▶ [Dataset content]
####
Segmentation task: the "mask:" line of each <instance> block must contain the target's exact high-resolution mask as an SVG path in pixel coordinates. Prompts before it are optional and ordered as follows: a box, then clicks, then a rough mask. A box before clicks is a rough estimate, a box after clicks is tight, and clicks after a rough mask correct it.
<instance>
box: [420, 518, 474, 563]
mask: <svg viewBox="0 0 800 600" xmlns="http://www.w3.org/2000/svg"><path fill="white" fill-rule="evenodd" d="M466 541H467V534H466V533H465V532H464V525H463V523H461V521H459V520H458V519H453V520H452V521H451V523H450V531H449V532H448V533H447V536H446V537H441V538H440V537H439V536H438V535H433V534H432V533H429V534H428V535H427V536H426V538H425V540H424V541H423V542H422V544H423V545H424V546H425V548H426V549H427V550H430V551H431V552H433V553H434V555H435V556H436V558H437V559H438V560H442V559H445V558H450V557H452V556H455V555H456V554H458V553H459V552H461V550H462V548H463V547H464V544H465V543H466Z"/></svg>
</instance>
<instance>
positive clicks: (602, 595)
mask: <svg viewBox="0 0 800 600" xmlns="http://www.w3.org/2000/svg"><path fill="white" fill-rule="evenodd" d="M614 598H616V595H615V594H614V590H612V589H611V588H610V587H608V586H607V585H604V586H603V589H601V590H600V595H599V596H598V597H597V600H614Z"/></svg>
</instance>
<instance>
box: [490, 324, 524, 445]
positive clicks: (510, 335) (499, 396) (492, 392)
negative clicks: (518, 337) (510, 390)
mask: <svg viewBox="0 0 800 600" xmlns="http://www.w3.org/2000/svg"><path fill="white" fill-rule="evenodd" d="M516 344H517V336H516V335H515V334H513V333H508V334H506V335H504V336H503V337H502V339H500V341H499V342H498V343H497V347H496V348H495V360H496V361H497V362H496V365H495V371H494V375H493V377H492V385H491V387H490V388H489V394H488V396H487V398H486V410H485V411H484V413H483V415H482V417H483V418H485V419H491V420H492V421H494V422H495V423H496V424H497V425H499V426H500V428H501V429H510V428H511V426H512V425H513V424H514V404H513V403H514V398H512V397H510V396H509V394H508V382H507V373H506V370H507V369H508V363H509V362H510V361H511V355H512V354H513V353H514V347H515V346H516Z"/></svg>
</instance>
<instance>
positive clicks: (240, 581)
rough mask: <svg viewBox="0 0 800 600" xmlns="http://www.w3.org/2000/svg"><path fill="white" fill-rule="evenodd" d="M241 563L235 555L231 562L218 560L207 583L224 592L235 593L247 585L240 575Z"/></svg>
####
▶ [What is needed] Above are some records; extract every one of them exactly.

▶ [Answer for this exercise]
Segmentation task: the "mask:" line of each <instance> block must contain the target's exact high-resolution mask as an SVG path in pixel coordinates. Prompts before it are optional and ordered as follows: a box, then clicks, then a rough mask. A box before clicks is a rough estimate, a box after clicks is tight, and clicks after a rough mask correct it.
<instance>
box: [420, 518, 474, 563]
mask: <svg viewBox="0 0 800 600" xmlns="http://www.w3.org/2000/svg"><path fill="white" fill-rule="evenodd" d="M466 541H467V534H466V533H465V532H464V525H463V523H461V521H459V520H458V519H453V520H452V521H451V523H450V531H449V532H448V533H447V536H446V537H441V538H440V537H439V536H438V535H433V534H432V533H429V534H428V535H427V536H426V538H425V540H424V541H423V542H422V544H423V545H424V546H425V548H426V549H427V550H430V551H431V552H433V553H434V555H435V556H436V558H437V559H438V560H442V559H445V558H450V557H452V556H455V555H456V554H458V553H459V552H461V550H462V548H463V547H464V544H465V543H466Z"/></svg>
</instance>
<instance>
positive clicks: (602, 595)
mask: <svg viewBox="0 0 800 600" xmlns="http://www.w3.org/2000/svg"><path fill="white" fill-rule="evenodd" d="M614 598H616V595H615V594H614V590H612V589H611V588H610V587H608V586H607V585H604V586H603V589H601V590H600V595H599V596H598V597H597V600H614Z"/></svg>
</instance>
<instance>
box: [490, 324, 524, 445]
positive clicks: (510, 335) (499, 396) (492, 392)
negative clicks: (518, 337) (510, 390)
mask: <svg viewBox="0 0 800 600" xmlns="http://www.w3.org/2000/svg"><path fill="white" fill-rule="evenodd" d="M516 344H517V336H516V335H515V334H513V333H508V334H506V335H504V336H503V337H502V339H500V341H499V342H498V343H497V347H496V348H495V360H496V361H497V362H496V365H495V371H494V375H493V377H492V385H491V387H490V388H489V394H488V396H487V398H486V410H485V411H484V413H483V415H482V417H483V418H485V419H491V420H492V421H494V422H495V423H496V424H497V425H499V426H500V428H501V429H510V428H511V426H512V425H513V424H514V404H513V403H514V398H512V397H510V396H509V394H508V382H507V373H506V370H507V369H508V363H509V362H510V361H511V355H512V354H513V353H514V347H515V346H516Z"/></svg>
</instance>
<instance>
positive clicks: (240, 581)
rough mask: <svg viewBox="0 0 800 600" xmlns="http://www.w3.org/2000/svg"><path fill="white" fill-rule="evenodd" d="M241 563L235 555L231 562L218 560L207 583L224 592L235 593L247 585L240 575Z"/></svg>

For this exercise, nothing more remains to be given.